TASK PROMPT: Format every line of the items below as a numbered list, dropping any blank lines.
--*--
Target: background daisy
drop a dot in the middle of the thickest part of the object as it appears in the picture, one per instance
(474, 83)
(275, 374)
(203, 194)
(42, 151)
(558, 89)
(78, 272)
--*--
EXERCISE RESULT:
1. Target: background daisy
2. drop a dot in the middle of the thickest part of the object as it appears in the picture, one per instance
3. (474, 83)
4. (275, 374)
5. (203, 194)
6. (42, 151)
7. (558, 89)
8. (78, 272)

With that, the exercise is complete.